● **Point labeling data based on photos**

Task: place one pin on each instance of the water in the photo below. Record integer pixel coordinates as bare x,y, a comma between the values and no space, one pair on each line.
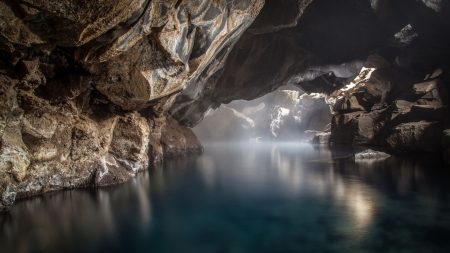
260,198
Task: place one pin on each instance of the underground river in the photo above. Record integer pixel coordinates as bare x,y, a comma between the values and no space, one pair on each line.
247,198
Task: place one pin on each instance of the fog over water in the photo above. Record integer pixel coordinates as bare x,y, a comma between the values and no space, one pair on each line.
260,197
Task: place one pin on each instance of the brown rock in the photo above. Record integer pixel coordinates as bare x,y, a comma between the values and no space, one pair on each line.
416,137
177,140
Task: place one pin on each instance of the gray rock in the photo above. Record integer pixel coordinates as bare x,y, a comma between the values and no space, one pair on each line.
370,154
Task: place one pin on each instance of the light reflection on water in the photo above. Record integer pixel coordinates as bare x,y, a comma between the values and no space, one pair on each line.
234,198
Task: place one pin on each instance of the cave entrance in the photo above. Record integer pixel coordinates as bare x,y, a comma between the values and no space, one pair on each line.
286,114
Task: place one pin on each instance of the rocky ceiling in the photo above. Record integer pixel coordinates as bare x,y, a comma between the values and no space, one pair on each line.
92,90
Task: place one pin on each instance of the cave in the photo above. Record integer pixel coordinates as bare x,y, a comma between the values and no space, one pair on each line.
277,105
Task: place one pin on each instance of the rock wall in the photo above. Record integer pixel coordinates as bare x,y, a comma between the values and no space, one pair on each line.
86,86
92,91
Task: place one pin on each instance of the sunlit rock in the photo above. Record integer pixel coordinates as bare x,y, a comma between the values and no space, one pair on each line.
371,154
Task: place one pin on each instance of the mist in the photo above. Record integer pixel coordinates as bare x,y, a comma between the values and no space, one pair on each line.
286,114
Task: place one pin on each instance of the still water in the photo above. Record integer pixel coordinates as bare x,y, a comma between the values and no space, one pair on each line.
253,198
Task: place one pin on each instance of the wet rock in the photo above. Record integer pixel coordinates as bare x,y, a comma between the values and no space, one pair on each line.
253,110
177,140
227,124
321,138
416,137
446,145
370,154
287,98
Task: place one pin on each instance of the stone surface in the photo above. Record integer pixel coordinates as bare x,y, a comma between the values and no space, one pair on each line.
416,137
371,154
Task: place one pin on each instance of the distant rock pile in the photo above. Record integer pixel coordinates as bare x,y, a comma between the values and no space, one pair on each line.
289,116
389,106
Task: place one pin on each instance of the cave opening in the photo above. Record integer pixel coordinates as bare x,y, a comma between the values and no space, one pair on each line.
224,126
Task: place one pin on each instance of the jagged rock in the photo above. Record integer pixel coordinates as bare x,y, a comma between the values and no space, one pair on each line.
227,124
254,110
350,103
71,75
177,140
321,138
279,117
376,61
416,137
425,87
370,154
287,98
446,145
402,106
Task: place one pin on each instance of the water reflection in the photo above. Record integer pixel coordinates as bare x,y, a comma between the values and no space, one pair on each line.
260,198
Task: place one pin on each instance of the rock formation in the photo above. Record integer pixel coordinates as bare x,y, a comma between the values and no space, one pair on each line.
86,86
283,115
92,91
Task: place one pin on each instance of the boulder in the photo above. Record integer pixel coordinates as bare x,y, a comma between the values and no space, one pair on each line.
321,138
287,98
446,145
416,137
177,140
371,154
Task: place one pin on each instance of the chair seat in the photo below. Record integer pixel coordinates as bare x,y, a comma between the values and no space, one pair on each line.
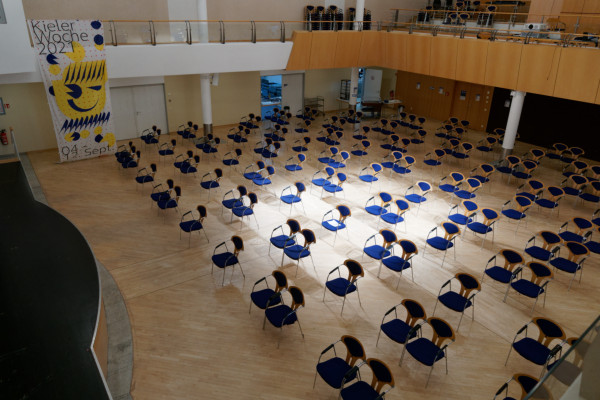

● **CHALLENGE**
Identify and copy every line of the records above that contains the string "still", treating uppercase and lowercase as distinct.

● **RESULT FOR THIS EXERCISE**
Task: place one pin on each instance of the still water in the photo above. Record integer pixel coordinates as bare x,y, a comma between the values and no space, one pair on each line.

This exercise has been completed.